EXERCISE PROMPT:
Select every line in the entries below that contains the string "snow", matching case exactly, and copy each of those lines.

THE INPUT:

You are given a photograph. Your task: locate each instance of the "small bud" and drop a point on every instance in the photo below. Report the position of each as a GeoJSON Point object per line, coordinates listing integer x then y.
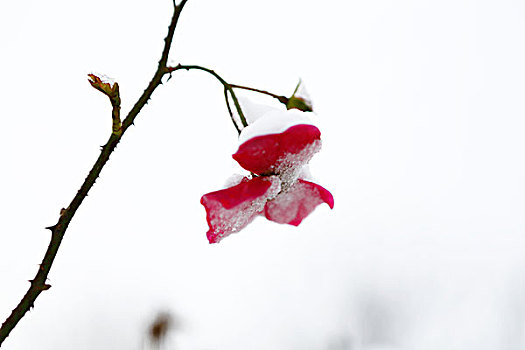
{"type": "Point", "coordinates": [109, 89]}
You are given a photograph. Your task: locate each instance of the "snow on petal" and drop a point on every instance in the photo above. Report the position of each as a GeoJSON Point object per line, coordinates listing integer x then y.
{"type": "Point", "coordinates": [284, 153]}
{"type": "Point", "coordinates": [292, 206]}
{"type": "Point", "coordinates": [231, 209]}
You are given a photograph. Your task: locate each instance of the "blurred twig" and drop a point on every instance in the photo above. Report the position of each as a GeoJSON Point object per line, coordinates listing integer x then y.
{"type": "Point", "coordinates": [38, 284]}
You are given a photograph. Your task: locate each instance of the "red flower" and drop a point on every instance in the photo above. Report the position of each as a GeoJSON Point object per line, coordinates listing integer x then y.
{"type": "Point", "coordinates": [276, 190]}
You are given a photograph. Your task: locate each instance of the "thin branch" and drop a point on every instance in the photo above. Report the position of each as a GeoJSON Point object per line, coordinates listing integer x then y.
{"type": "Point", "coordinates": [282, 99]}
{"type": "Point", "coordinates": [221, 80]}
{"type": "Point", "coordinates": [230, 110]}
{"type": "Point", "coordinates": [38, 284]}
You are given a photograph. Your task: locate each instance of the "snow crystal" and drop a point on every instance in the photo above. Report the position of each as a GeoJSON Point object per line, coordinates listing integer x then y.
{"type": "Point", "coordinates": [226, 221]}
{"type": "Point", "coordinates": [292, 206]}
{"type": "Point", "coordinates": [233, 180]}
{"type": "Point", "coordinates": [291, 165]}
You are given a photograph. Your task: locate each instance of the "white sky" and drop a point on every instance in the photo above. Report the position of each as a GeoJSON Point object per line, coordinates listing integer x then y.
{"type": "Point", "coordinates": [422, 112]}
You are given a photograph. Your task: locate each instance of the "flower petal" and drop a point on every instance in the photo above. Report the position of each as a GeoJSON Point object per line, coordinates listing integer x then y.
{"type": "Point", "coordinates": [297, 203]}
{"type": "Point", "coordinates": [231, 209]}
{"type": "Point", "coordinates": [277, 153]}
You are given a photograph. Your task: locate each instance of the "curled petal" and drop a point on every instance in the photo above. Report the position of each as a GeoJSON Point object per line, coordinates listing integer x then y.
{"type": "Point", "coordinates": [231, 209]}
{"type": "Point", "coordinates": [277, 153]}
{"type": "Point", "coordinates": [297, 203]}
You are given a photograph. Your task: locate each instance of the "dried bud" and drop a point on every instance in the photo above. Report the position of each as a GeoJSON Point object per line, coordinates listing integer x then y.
---
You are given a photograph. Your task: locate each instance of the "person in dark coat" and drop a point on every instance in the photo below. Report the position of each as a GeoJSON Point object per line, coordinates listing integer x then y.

EXERCISE OUTPUT:
You are given a photograph. Your task: locate each instance of the "snow on petal" and drop a point on every instance in the photo above. Report the position of each as a GeoJSON Point object per line, coordinates listing integer x then y.
You are given a photograph. Your task: locate each instance of the "snow crystal" and drop a point on every instance in the photo above. Report the position of each as a GeoJSON Point object per line, coordinates listing integer x then y.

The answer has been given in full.